Excerpted text Block Start

The structural model for the Hck32L/Nef complex was generated by superimposing the SH3 domain in the Hck32L NMR structure onto that in the Fyn SH3/Nef complex structure.²⁵ The structural model for the full-length Hck in an open conformation was obtained by replacing the regulatory domain portion (residues 81–256) of the 1AD5 full-length crystal structure with the Hck32L model. The structural model for the full-length Hck/Nef complex was generated by superimposing the SH3 domain in the open full-length Hck model structure for onto that in the Fyn SH3/Nef complex structure.²⁵

Backbone relaxation measurements of R₁, R₂ and heteronuclear {¹H}-¹⁵N NOEs⁴⁶ were carried out on 0.25mM ¹⁵N-labeled Hck32L at 700MHz. Relaxation delays in the R₁ experiments were 50, 100, 200, 400, 700, 900 and 1500ms and spectra with 50ms and 400ms delays were collected twice for error estimation. The CPMG mixing times in the R₂ experiments were 8, 16, 24, 32, 40 and 48ms using 1024*128 complex points and spectra with 16ms and 24ms were recorded twice for error estimation. Peak intensities were fitted using the CURVEFIT program (A.G. Palmer III, Columbia University). The heteronuclear {¹H}-¹⁵N NOE experiment was recorded with an inter-scan delay of 6s (for the reference spectrum) and with presaturation using a 120 degree pulse train with 5ms spacing delay during the last 3s of the inter-scan delay (for the NOE spectrum). Relaxation data for the backbone amides for 49 SH3 residues (out of 65 non-proline total), all 6 connector amino acids, 74 SH2 residues (out of 94 non-proline total) and 12 linker residues (out of 13 non-proline) were obtained. For the remaining residues either significant resonance overlap or broadening due to chemical exchange precluded their use.

Excerpted text Block End
The data Block Start

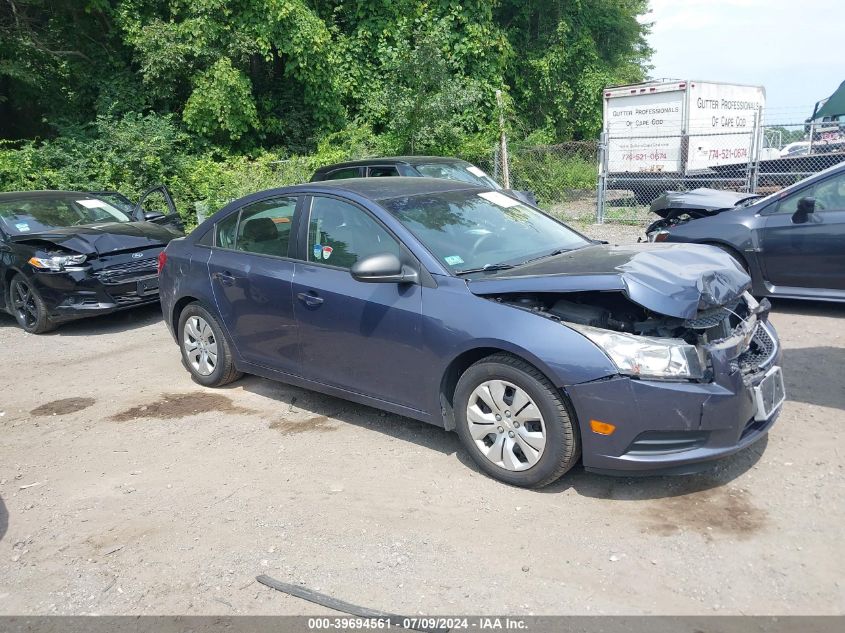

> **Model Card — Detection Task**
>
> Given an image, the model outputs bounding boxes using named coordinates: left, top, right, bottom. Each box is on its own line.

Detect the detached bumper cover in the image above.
left=567, top=324, right=782, bottom=475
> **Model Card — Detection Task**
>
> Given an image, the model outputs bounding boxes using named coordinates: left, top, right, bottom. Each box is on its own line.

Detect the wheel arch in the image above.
left=439, top=343, right=559, bottom=431
left=700, top=239, right=750, bottom=271
left=0, top=267, right=26, bottom=312
left=170, top=295, right=201, bottom=342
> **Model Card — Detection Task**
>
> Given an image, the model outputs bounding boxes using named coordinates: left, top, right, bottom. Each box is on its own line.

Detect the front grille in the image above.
left=94, top=257, right=158, bottom=284
left=731, top=323, right=777, bottom=374
left=684, top=308, right=730, bottom=330
left=625, top=431, right=710, bottom=455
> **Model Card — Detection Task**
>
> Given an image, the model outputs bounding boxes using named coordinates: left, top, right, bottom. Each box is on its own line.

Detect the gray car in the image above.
left=646, top=164, right=845, bottom=301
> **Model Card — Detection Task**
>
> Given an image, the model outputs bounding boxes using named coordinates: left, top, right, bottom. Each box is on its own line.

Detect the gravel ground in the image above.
left=0, top=225, right=845, bottom=615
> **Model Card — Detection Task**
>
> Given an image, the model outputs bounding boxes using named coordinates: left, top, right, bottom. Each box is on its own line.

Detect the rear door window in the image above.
left=307, top=196, right=401, bottom=268
left=235, top=196, right=297, bottom=257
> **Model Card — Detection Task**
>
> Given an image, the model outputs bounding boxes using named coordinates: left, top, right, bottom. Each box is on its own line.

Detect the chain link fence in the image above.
left=494, top=117, right=845, bottom=225
left=488, top=141, right=599, bottom=222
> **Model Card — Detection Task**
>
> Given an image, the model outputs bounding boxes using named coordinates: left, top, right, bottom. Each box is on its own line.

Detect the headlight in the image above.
left=566, top=323, right=704, bottom=379
left=29, top=255, right=87, bottom=272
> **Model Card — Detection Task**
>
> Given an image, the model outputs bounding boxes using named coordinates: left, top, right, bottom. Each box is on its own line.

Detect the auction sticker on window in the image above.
left=77, top=200, right=108, bottom=209
left=478, top=191, right=520, bottom=209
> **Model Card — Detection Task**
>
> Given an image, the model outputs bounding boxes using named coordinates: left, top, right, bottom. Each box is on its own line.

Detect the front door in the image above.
left=208, top=196, right=299, bottom=374
left=293, top=196, right=426, bottom=410
left=760, top=172, right=845, bottom=290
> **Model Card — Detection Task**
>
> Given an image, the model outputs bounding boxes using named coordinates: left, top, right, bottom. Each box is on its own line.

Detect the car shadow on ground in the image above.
left=0, top=303, right=162, bottom=336
left=0, top=497, right=9, bottom=541
left=232, top=376, right=461, bottom=455
left=769, top=297, right=845, bottom=316
left=229, top=376, right=768, bottom=501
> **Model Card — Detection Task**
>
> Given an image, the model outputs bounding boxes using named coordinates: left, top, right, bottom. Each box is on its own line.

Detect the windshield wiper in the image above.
left=519, top=248, right=575, bottom=266
left=455, top=264, right=514, bottom=275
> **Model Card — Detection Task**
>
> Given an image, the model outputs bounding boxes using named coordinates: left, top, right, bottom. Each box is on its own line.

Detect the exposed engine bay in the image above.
left=490, top=292, right=774, bottom=374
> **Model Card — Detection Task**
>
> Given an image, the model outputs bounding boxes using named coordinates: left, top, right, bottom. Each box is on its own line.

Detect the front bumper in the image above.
left=30, top=270, right=159, bottom=322
left=567, top=324, right=782, bottom=475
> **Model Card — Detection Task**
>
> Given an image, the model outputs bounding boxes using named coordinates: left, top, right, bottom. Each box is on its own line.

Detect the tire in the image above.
left=454, top=354, right=581, bottom=488
left=9, top=273, right=56, bottom=334
left=178, top=303, right=242, bottom=387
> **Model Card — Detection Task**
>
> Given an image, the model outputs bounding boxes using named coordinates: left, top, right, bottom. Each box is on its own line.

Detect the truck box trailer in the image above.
left=602, top=80, right=766, bottom=202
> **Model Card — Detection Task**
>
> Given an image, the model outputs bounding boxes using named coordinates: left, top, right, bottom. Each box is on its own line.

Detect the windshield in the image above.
left=414, top=162, right=501, bottom=189
left=0, top=194, right=130, bottom=235
left=381, top=189, right=590, bottom=273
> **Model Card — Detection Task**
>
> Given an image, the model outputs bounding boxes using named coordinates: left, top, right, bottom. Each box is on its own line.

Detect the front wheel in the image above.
left=9, top=274, right=56, bottom=334
left=455, top=354, right=581, bottom=488
left=179, top=303, right=241, bottom=387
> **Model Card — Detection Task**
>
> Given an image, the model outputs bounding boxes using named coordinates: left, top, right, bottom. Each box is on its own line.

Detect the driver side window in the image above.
left=775, top=173, right=845, bottom=215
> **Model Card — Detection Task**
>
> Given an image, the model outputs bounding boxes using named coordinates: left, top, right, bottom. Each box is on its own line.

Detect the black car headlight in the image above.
left=29, top=255, right=87, bottom=272
left=566, top=323, right=704, bottom=380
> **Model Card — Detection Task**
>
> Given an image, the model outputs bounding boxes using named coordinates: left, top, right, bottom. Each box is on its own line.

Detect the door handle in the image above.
left=211, top=270, right=235, bottom=286
left=296, top=292, right=323, bottom=308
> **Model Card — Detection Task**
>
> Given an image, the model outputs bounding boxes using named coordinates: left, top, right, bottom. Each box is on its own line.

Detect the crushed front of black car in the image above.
left=29, top=246, right=164, bottom=321
left=11, top=222, right=181, bottom=322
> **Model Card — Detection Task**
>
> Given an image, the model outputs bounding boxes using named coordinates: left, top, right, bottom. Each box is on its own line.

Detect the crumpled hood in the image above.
left=467, top=244, right=751, bottom=319
left=649, top=187, right=760, bottom=218
left=7, top=222, right=181, bottom=255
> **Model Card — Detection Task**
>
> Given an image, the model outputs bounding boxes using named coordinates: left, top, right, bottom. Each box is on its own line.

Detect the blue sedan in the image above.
left=159, top=177, right=784, bottom=487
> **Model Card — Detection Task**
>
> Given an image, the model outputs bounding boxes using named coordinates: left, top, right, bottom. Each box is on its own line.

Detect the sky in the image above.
left=641, top=0, right=845, bottom=123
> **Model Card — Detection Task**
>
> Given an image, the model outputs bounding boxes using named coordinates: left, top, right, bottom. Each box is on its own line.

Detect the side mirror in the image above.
left=798, top=198, right=816, bottom=215
left=792, top=197, right=816, bottom=224
left=350, top=253, right=419, bottom=284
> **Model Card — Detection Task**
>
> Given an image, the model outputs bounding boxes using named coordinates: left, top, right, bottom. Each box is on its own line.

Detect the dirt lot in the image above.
left=0, top=222, right=845, bottom=614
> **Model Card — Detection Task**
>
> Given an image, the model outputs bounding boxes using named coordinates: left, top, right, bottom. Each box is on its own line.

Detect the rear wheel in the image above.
left=9, top=274, right=56, bottom=334
left=179, top=303, right=241, bottom=387
left=455, top=354, right=581, bottom=488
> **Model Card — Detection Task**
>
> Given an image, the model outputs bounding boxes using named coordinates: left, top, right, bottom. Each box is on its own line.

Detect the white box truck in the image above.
left=602, top=80, right=766, bottom=199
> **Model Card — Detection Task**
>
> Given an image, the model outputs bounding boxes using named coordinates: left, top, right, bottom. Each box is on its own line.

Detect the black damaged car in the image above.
left=0, top=187, right=183, bottom=334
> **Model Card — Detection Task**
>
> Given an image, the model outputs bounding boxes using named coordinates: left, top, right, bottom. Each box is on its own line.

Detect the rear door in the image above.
left=208, top=195, right=300, bottom=374
left=761, top=171, right=845, bottom=290
left=293, top=196, right=427, bottom=410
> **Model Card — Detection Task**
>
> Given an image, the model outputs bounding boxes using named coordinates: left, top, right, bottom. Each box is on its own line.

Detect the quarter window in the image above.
left=214, top=213, right=238, bottom=248
left=308, top=197, right=400, bottom=268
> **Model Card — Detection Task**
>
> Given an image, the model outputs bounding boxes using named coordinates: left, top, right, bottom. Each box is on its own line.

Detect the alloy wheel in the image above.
left=467, top=380, right=546, bottom=471
left=182, top=316, right=217, bottom=376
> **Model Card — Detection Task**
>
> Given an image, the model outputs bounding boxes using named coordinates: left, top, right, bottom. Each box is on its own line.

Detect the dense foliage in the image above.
left=0, top=0, right=649, bottom=220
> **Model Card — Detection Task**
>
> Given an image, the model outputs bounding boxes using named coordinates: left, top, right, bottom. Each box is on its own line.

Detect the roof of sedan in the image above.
left=317, top=156, right=466, bottom=173
left=299, top=176, right=482, bottom=200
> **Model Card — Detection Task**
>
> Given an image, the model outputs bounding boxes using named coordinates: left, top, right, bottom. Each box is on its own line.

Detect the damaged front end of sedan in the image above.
left=471, top=245, right=784, bottom=473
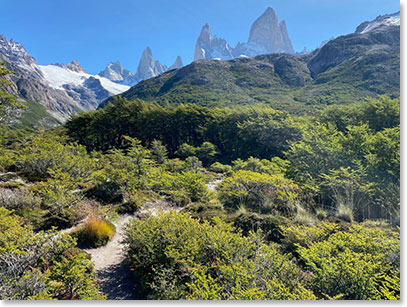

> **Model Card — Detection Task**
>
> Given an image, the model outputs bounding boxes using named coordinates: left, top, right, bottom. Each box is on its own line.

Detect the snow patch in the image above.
left=38, top=65, right=130, bottom=95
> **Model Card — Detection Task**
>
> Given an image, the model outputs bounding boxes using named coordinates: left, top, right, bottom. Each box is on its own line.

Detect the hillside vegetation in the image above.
left=0, top=97, right=400, bottom=299
left=101, top=27, right=400, bottom=114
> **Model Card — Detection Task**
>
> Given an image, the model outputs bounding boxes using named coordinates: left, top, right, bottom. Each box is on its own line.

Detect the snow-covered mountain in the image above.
left=355, top=11, right=400, bottom=34
left=38, top=61, right=130, bottom=111
left=0, top=35, right=129, bottom=122
left=98, top=47, right=184, bottom=86
left=194, top=7, right=294, bottom=61
left=194, top=24, right=233, bottom=61
left=98, top=61, right=137, bottom=85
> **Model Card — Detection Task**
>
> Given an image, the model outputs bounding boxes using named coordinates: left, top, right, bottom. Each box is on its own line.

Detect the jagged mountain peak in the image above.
left=169, top=56, right=184, bottom=70
left=198, top=23, right=212, bottom=44
left=355, top=11, right=400, bottom=34
left=194, top=7, right=295, bottom=61
left=135, top=46, right=168, bottom=82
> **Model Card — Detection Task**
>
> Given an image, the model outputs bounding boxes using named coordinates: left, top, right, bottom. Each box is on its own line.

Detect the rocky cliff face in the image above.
left=98, top=47, right=184, bottom=86
left=98, top=61, right=137, bottom=85
left=111, top=12, right=400, bottom=113
left=194, top=8, right=294, bottom=61
left=194, top=24, right=233, bottom=61
left=169, top=56, right=184, bottom=70
left=0, top=35, right=129, bottom=122
left=136, top=47, right=168, bottom=82
left=55, top=61, right=86, bottom=73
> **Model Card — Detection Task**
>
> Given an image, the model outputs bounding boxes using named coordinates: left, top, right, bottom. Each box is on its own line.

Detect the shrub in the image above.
left=0, top=207, right=104, bottom=300
left=283, top=223, right=400, bottom=300
left=18, top=135, right=96, bottom=180
left=209, top=162, right=232, bottom=174
left=124, top=212, right=314, bottom=299
left=73, top=217, right=116, bottom=247
left=233, top=212, right=288, bottom=242
left=156, top=171, right=209, bottom=205
left=0, top=188, right=41, bottom=211
left=217, top=171, right=298, bottom=214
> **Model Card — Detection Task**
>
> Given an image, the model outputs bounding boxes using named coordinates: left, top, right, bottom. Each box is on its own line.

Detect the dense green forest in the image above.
left=0, top=76, right=400, bottom=300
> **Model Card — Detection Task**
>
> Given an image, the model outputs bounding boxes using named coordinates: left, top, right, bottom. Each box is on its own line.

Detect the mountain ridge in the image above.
left=100, top=11, right=400, bottom=114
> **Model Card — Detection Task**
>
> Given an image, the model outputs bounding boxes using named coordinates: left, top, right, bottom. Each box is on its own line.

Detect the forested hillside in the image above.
left=101, top=22, right=400, bottom=114
left=0, top=7, right=401, bottom=300
left=0, top=96, right=400, bottom=299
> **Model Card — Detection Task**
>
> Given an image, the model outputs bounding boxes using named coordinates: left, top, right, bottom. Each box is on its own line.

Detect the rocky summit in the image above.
left=99, top=61, right=137, bottom=85
left=98, top=47, right=184, bottom=86
left=0, top=35, right=129, bottom=126
left=194, top=7, right=294, bottom=61
left=111, top=11, right=400, bottom=113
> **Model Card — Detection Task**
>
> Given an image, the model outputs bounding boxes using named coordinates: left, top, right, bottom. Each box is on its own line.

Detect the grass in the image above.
left=73, top=217, right=116, bottom=247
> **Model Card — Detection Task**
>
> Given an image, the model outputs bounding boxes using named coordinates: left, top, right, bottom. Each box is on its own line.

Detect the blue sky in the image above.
left=0, top=0, right=400, bottom=73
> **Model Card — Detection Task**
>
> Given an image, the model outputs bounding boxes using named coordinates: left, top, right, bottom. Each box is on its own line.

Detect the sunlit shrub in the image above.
left=73, top=217, right=116, bottom=247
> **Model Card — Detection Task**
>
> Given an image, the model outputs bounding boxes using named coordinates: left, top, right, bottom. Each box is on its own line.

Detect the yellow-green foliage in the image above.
left=217, top=170, right=298, bottom=213
left=283, top=223, right=400, bottom=300
left=18, top=132, right=96, bottom=180
left=0, top=207, right=104, bottom=300
left=124, top=213, right=315, bottom=299
left=74, top=217, right=116, bottom=247
left=156, top=171, right=208, bottom=205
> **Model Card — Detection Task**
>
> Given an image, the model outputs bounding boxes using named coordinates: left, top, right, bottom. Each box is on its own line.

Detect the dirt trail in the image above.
left=62, top=201, right=180, bottom=300
left=85, top=215, right=141, bottom=300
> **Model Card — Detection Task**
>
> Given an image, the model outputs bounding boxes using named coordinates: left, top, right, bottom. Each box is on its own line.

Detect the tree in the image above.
left=151, top=140, right=168, bottom=164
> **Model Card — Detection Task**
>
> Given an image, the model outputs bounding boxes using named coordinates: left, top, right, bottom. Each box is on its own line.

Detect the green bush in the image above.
left=156, top=171, right=209, bottom=205
left=17, top=133, right=96, bottom=180
left=124, top=213, right=314, bottom=299
left=217, top=170, right=298, bottom=214
left=0, top=207, right=105, bottom=300
left=283, top=223, right=400, bottom=300
left=209, top=162, right=232, bottom=174
left=233, top=212, right=289, bottom=243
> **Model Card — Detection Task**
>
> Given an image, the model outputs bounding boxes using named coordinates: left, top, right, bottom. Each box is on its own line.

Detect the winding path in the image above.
left=84, top=215, right=142, bottom=300
left=62, top=201, right=180, bottom=300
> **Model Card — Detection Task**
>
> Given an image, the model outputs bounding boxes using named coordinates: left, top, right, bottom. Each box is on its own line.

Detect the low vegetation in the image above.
left=0, top=84, right=400, bottom=300
left=72, top=217, right=115, bottom=247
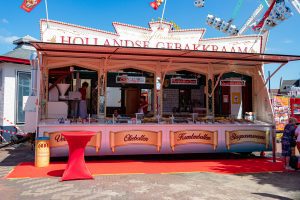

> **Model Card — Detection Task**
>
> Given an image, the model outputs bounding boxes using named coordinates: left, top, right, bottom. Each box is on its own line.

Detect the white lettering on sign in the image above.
left=116, top=76, right=146, bottom=84
left=41, top=20, right=266, bottom=53
left=171, top=78, right=198, bottom=85
left=220, top=80, right=246, bottom=86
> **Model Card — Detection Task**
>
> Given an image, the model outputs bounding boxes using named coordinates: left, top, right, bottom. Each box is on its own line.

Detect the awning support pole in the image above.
left=264, top=62, right=287, bottom=86
left=209, top=72, right=224, bottom=97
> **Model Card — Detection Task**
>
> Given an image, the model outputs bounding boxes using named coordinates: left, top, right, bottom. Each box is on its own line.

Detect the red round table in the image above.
left=61, top=132, right=96, bottom=181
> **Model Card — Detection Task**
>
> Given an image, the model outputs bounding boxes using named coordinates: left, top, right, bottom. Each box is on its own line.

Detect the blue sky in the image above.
left=0, top=0, right=300, bottom=88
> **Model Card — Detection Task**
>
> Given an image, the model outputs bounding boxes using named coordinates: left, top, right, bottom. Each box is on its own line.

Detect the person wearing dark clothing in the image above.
left=281, top=118, right=297, bottom=170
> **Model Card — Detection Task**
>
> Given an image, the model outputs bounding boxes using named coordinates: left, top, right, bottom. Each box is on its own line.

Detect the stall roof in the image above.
left=32, top=42, right=300, bottom=66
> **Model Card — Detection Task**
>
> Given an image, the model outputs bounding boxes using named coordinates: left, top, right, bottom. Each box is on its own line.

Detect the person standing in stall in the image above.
left=281, top=117, right=297, bottom=170
left=79, top=82, right=89, bottom=119
left=295, top=125, right=300, bottom=154
left=138, top=96, right=148, bottom=114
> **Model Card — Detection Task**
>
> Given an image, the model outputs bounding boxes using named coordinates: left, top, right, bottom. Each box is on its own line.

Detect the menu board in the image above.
left=273, top=96, right=290, bottom=131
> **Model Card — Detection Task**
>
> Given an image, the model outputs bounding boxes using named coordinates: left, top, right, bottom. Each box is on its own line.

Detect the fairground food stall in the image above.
left=26, top=20, right=300, bottom=157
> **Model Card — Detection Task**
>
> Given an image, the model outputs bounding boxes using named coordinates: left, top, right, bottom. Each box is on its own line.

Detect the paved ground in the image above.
left=0, top=145, right=300, bottom=200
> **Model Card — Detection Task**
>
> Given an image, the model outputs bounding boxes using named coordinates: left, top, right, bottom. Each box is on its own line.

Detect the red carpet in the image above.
left=6, top=158, right=283, bottom=178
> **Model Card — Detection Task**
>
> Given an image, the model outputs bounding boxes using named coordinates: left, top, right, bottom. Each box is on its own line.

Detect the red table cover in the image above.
left=61, top=132, right=96, bottom=181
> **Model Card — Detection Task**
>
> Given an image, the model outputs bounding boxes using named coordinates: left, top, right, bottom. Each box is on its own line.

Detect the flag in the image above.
left=21, top=0, right=41, bottom=12
left=252, top=0, right=276, bottom=30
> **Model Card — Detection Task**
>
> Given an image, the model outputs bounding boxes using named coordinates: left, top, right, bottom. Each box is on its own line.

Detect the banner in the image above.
left=273, top=96, right=290, bottom=131
left=170, top=130, right=218, bottom=151
left=110, top=130, right=162, bottom=152
left=171, top=78, right=198, bottom=85
left=220, top=80, right=246, bottom=86
left=225, top=130, right=270, bottom=150
left=116, top=75, right=146, bottom=84
left=21, top=0, right=41, bottom=12
left=44, top=131, right=101, bottom=152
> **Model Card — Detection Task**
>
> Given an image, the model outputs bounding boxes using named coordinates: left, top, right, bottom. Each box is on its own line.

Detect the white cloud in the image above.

The data Block End

• What you need to do:
[a] From the Hck32L methods text, list every relaxation delay used in the R₁ experiments.
[b] Summarize the Hck32L methods text in two sentences.
[c] Answer these questions from the Hck32L methods text:
(i) Which residues of the 1AD5 full-length crystal structure were replaced with the Hck32L model?
(ii) Which program was used to fit peak intensities?
(iii) For how many SH2 residues were backbone amide relaxation data obtained?

• Written answers:
[a] 50 ms, 100 ms, 200 ms, 400 ms, 700 ms, 900 ms, 1500 ms

[b] Structural models of the Hck32L/Nef complex, open full-length Hck, and the full-length Hck/Nef complex were built by superimposing SH3 domains onto the Fyn SH3/Nef complex structure and by substituting the Hck32L model for the regulatory domain of the 1AD5 crystal structure. Backbone R₁, R₂ and heteronuclear {¹H}-¹⁵N NOE relaxation data were measured on ¹⁵N-labeled Hck32L at 700 MHz and obtained for most residues, with the rest excluded because of resonance overlap or exchange broadening.

[c]
(i) Residues 81–256, the regulatory domain portion.
(ii) CURVEFIT.
(iii) 74, out of 94 non-proline SH2 residues.